___ ROWS ___

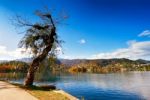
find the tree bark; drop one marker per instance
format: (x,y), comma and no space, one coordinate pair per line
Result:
(35,63)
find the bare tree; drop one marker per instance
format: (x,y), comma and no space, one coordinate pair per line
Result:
(41,39)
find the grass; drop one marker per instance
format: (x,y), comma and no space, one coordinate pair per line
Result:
(43,94)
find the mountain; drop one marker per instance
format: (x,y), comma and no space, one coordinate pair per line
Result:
(102,62)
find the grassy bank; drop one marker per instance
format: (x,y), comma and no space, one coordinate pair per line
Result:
(43,94)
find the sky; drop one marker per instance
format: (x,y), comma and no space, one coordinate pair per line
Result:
(95,29)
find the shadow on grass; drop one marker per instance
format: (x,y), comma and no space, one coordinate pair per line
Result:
(43,87)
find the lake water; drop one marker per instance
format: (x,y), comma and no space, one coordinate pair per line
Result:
(116,86)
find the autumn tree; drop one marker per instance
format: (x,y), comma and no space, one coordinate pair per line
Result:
(40,39)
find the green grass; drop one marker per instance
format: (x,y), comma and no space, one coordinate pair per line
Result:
(42,94)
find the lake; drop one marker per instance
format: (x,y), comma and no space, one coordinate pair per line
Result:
(115,86)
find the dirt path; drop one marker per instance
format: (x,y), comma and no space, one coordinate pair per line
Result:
(11,92)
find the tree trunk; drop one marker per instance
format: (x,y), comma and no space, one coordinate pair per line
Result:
(35,63)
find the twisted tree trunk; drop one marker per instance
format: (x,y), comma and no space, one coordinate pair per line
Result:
(35,63)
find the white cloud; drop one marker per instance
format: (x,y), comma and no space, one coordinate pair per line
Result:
(82,41)
(145,33)
(135,50)
(14,54)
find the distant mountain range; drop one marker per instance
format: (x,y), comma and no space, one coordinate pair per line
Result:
(102,62)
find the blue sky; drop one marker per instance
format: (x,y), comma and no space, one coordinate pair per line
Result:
(95,28)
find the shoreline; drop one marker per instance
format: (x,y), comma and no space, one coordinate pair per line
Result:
(33,91)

___

◆ **TASK**
Put the entries from the line that has "find the tree trunk;" through the end of the entries into a two-column CSV with the header instruction,coordinates, one row per entry. Put each entry's text and its answer in their own quoted field, with line breaks replaced by spaces.

◆ **EXERCISE RESPONSE**
instruction,coordinates
"find the tree trunk; drop one marker per instance format: (x,y), comma and no space, one coordinate pair per line Result:","(35,63)"
"find the twisted tree trunk; drop one marker per instance format: (x,y), comma and no space, one coordinate pair per line Result:","(35,63)"
"find the white cloud; drop one marker per instance format: (x,y), comma and no space, one coordinate pair per line Result:","(82,41) (145,33) (135,50) (14,54)"
"find the distant mountain range; drop one marker per instance format: (x,y), comma and no space, one coordinate pair per line Result:","(102,62)"
"find the blue sky; drop one marker per instance format: (x,y), comma and no space, one coordinate pair per line Result:","(95,28)"
"find the shoreline; drop one marker per instance format: (x,y), comma and no space, one coordinate pair per line Result:","(33,91)"